Required action
Restate word for word all of the lines below, with each image left out.

*** Input for this task ***

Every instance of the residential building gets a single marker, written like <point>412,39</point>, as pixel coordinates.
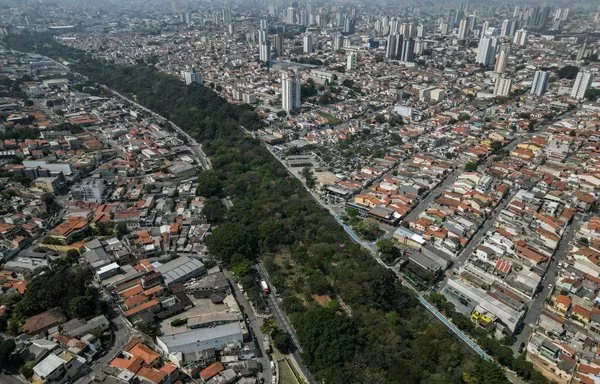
<point>539,86</point>
<point>502,86</point>
<point>486,52</point>
<point>583,81</point>
<point>520,37</point>
<point>265,51</point>
<point>462,29</point>
<point>501,59</point>
<point>351,61</point>
<point>278,45</point>
<point>201,339</point>
<point>290,92</point>
<point>408,50</point>
<point>192,77</point>
<point>338,42</point>
<point>89,190</point>
<point>308,43</point>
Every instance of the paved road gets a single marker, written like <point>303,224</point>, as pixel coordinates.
<point>537,304</point>
<point>194,146</point>
<point>427,201</point>
<point>284,323</point>
<point>255,324</point>
<point>122,334</point>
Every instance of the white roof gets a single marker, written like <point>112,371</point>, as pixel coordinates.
<point>48,365</point>
<point>107,268</point>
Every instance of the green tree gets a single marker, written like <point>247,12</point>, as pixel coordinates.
<point>214,210</point>
<point>82,307</point>
<point>209,184</point>
<point>6,349</point>
<point>281,340</point>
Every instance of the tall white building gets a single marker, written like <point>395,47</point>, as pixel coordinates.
<point>583,81</point>
<point>501,59</point>
<point>264,51</point>
<point>484,29</point>
<point>351,61</point>
<point>520,37</point>
<point>502,86</point>
<point>338,42</point>
<point>486,52</point>
<point>308,43</point>
<point>462,29</point>
<point>539,86</point>
<point>191,76</point>
<point>290,92</point>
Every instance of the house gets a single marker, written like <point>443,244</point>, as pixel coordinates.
<point>211,371</point>
<point>581,314</point>
<point>55,369</point>
<point>562,303</point>
<point>42,322</point>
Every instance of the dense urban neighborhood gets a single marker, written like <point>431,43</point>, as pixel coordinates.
<point>299,192</point>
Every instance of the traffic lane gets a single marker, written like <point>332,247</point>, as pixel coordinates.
<point>537,305</point>
<point>254,325</point>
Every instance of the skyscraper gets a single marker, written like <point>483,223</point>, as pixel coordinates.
<point>265,51</point>
<point>278,46</point>
<point>408,50</point>
<point>226,15</point>
<point>486,52</point>
<point>508,28</point>
<point>393,46</point>
<point>290,15</point>
<point>583,81</point>
<point>262,36</point>
<point>520,37</point>
<point>502,58</point>
<point>303,16</point>
<point>539,86</point>
<point>351,61</point>
<point>484,28</point>
<point>349,26</point>
<point>264,24</point>
<point>290,92</point>
<point>502,86</point>
<point>462,29</point>
<point>338,42</point>
<point>191,76</point>
<point>420,31</point>
<point>308,43</point>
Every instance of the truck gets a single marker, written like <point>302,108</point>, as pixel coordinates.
<point>265,287</point>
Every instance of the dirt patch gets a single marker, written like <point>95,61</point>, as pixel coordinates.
<point>321,299</point>
<point>325,178</point>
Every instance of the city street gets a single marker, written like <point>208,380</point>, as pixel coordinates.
<point>537,304</point>
<point>284,323</point>
<point>255,323</point>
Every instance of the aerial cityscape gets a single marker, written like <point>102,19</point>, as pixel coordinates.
<point>299,192</point>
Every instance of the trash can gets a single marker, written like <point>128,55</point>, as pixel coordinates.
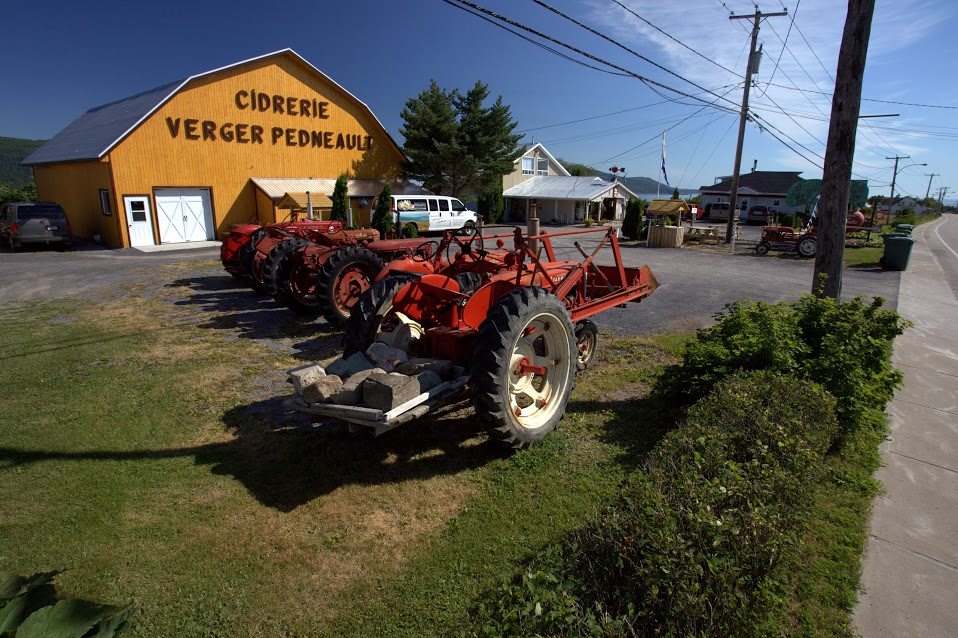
<point>897,253</point>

*** End of Input for this task ***

Task output
Every instance of the residential building gets a single marker, written like <point>412,39</point>, as pixel coordinates.
<point>539,86</point>
<point>502,86</point>
<point>486,52</point>
<point>583,81</point>
<point>520,37</point>
<point>265,51</point>
<point>462,29</point>
<point>501,59</point>
<point>351,61</point>
<point>278,45</point>
<point>201,339</point>
<point>290,92</point>
<point>408,50</point>
<point>192,77</point>
<point>338,42</point>
<point>89,190</point>
<point>308,43</point>
Every instance of the paved road gets a single marker, written like <point>303,224</point>, as pixel coordinates.
<point>537,304</point>
<point>194,146</point>
<point>427,201</point>
<point>284,323</point>
<point>255,324</point>
<point>122,334</point>
Every instance of the white roof gets a single marker, written like <point>112,371</point>, as pixel coordinates.
<point>48,365</point>
<point>107,268</point>
Every instance of the green tree gets a single marker, written like <point>247,12</point>, as pixel coordinates.
<point>214,210</point>
<point>82,307</point>
<point>209,184</point>
<point>6,349</point>
<point>281,340</point>
Every instance of the tall white building gets a single marker, written like <point>395,47</point>, as pixel coordinates.
<point>583,81</point>
<point>501,59</point>
<point>264,51</point>
<point>484,29</point>
<point>351,61</point>
<point>520,37</point>
<point>502,86</point>
<point>338,42</point>
<point>486,52</point>
<point>308,43</point>
<point>462,29</point>
<point>539,86</point>
<point>191,76</point>
<point>290,92</point>
Every instance of the house gets a single marker, written like <point>443,244</point>, as pixel coordinates.
<point>211,371</point>
<point>581,314</point>
<point>55,369</point>
<point>562,303</point>
<point>42,322</point>
Every instance of the dense urban neighborhood gets a single marker, written like <point>431,43</point>, as pixel coordinates.
<point>299,192</point>
Every instance of the traffic lane gets a single marker, written like <point>332,247</point>, as pixel coordinates.
<point>537,305</point>
<point>254,325</point>
Every instance of the skyscraper gets a single marker, written like <point>483,223</point>, as pixel coordinates.
<point>265,51</point>
<point>278,46</point>
<point>408,50</point>
<point>226,15</point>
<point>486,52</point>
<point>508,28</point>
<point>393,46</point>
<point>290,15</point>
<point>583,81</point>
<point>262,36</point>
<point>520,37</point>
<point>502,58</point>
<point>303,16</point>
<point>539,86</point>
<point>351,61</point>
<point>484,28</point>
<point>349,26</point>
<point>264,24</point>
<point>290,92</point>
<point>502,86</point>
<point>462,29</point>
<point>338,42</point>
<point>191,76</point>
<point>420,31</point>
<point>308,43</point>
Every instance of the truck gets a single marker, written like <point>302,108</point>, as pixel coordinates.
<point>265,287</point>
Every instance of the dirt patch gets a single marker, written like <point>95,61</point>, as pixel coordinates.
<point>321,299</point>
<point>325,178</point>
Every instance of the city street gets a single marker, written like <point>208,380</point>, as pixel coordinates.
<point>537,304</point>
<point>284,323</point>
<point>255,323</point>
Every instance of the aerial cityscape gets a single marker, written like <point>102,19</point>, as pixel coordinates.
<point>299,192</point>
Every instance of the trash can gets a single marker, written like <point>128,55</point>, as pixel coordinates.
<point>897,253</point>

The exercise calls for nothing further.